» **SOURCE TEXT**:

########################################

Klosterneuburg (; frequently abbreviated as Kloburg by locals) is a town in Tulln District in the Austrian state of Lower Austria. It has a population of about 27,500. The Klosterneuburg Monastery, which was established in 1114 and soon after given to the Augustinians, is of particular historical importance.

Geography

It is located on the Danube, immediately north of the Austrian capital Vienna, from which it is separated by the Kahlenberg and Leopoldsberg hills of the Vienna Woods range. It has been separated from its twin city of Korneuburg on the left bank of the Danube since the river changed its course during the Late Middle Ages. The towns are connected by a reaction ferry link. The municipal area comprises the northern tip of the Donauinsel as well as the  high Mt. Exelberg and its telecommunication tower.

At the site of a former pioneer school of the Austrian Bundesheer, Klosterneuburg has various military buildings and former stores which will be developed into a 12 hectare large new quarter of the town by 2030. It is also the centre of a wine growing area, with several esteemed vintners, numerous Heuriger taverns, and the Federal Institute for Viticulture and Pomology, where Fritz Zweigelt bred the Zweigelt and Blauburger red wine grapes.

Due to its hilly location, Klosterneuburg has several geographical areas within the cadastral communities of Klosterneuburg-Stadt, Maria Gugging, , , , , and . Its town centre has two main shopping areas, the Niedermarkt and the Rathausplatz, separated by a steep hill.

The town is tightly linked to the Austrian capital and houses some of the most affluent citizens of Lower Austria. It has direct access to the Vienna city centre via the Klosterneuburger Straße highway (B14), by the Vienna S-Bahn network on the Emperor Franz Joseph Railway line (S40) from Franz-Josefs-Bahnhof to Tulln, and along the EV6 The Rivers cycling route. The town is the site of light industry and, whilst not belonging to Vienna, has almost the feel of a suburb. The  of contemporary art and the Institute of Science and Technology Austria established in 2006 are located in the town.

History

Archaeological findings denote a settlement of the area already during the Neolithic period. In the Roman era (1st to 5th centuries), a fort of the Danubian limes stood at the site of Klosterneuburg on the northwestern border of the Pannonia. After Charlemagne had defeated the Avars, a Carolingian settlement in the newly established Avar March recorded as Omundesdorf may correspond to the site of the town. Klosterneuburg itself was first mentioned as Nivvenburc (Neuburg, "New Castle") in an 1108 deed.

########################################

» **MATERIAL**:
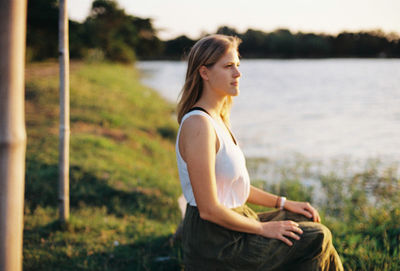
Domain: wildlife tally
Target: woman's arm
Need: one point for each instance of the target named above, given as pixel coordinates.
(197, 145)
(260, 197)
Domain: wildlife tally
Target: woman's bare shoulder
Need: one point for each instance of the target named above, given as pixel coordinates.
(195, 125)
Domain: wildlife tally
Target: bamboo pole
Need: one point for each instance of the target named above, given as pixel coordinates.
(12, 132)
(64, 113)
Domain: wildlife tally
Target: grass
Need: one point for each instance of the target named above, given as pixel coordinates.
(124, 182)
(123, 178)
(360, 207)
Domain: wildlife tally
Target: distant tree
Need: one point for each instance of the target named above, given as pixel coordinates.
(178, 47)
(42, 29)
(255, 44)
(226, 30)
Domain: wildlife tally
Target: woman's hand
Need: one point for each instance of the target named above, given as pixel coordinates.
(303, 208)
(281, 230)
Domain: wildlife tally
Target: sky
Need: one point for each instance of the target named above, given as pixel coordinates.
(192, 18)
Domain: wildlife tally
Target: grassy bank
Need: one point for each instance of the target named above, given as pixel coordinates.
(361, 207)
(124, 182)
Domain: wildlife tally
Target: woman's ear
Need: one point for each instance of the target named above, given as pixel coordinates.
(203, 72)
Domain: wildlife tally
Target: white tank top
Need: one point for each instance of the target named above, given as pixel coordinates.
(232, 178)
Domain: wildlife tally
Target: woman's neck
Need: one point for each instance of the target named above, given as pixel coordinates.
(211, 103)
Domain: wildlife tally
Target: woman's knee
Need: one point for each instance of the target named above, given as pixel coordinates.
(319, 236)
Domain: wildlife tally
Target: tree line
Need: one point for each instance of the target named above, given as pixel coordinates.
(110, 33)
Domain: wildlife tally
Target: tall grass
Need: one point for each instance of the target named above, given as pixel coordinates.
(360, 206)
(123, 182)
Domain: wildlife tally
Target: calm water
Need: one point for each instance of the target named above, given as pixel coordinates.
(318, 109)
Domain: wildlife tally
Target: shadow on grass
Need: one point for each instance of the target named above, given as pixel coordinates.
(152, 253)
(88, 190)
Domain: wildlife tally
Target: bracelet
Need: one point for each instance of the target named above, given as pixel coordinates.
(278, 200)
(282, 203)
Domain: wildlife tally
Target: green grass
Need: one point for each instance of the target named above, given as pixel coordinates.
(124, 182)
(123, 178)
(362, 209)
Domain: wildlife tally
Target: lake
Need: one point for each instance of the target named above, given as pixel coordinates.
(322, 110)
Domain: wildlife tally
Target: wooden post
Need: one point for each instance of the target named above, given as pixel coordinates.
(64, 113)
(12, 132)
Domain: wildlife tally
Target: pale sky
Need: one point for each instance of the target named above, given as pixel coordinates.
(176, 17)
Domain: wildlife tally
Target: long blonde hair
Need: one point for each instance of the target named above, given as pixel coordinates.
(206, 52)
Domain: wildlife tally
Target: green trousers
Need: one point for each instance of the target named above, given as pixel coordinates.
(208, 246)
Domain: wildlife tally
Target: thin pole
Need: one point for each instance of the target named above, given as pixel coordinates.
(12, 132)
(64, 113)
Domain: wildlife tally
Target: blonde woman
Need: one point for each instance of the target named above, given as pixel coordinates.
(220, 232)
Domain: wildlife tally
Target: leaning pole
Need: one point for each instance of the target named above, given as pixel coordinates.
(63, 163)
(12, 132)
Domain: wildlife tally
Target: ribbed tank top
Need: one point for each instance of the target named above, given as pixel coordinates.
(232, 178)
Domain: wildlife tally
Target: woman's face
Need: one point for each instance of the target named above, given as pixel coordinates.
(223, 76)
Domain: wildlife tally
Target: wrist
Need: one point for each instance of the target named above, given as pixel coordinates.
(282, 203)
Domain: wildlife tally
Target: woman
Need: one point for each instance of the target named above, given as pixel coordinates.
(219, 231)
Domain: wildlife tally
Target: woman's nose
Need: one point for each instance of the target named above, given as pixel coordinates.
(237, 73)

########################################

» **YOUR TASK**:
Continue the text about Klosterneuburg past its last sentence, which mentions the 1108 deed, and write the next part of its history section.

» **ANSWER**:
In 1113 it became the residence of the Babenberg margrave Leopold III, the later patron saint of Austria. In 1114 Leopold, son-in-law of the Salian emperor Henry IV by his marriage with Agnes of Wailingen, had a princely castle erected together with a collegiate church on a hill rising directly from the banks of the Danube, which he transferred to Augustinian canons in 1133. This order is one of the oldest and richest of its kind in Austria; it owned much of the land upon which today the north-western suburbs of Vienna stand. Later, Duke Leopold VI of Austria (d. 1230) also had his residence there during parts of his reign. It was also here where Leopold VI's eldest son climbed a tree, fell and died. The monastery complex include the old chapel of 1318, with Leopold's tomb and the Verdun Altar, dating from the 12th century, the treasury and relic-chamber, the library with 30,000 volumes and numerous manuscripts, the picture gallery, the collection of coins, the theological hall, and the winecellar, containing an immense tun like that at Heidelberg.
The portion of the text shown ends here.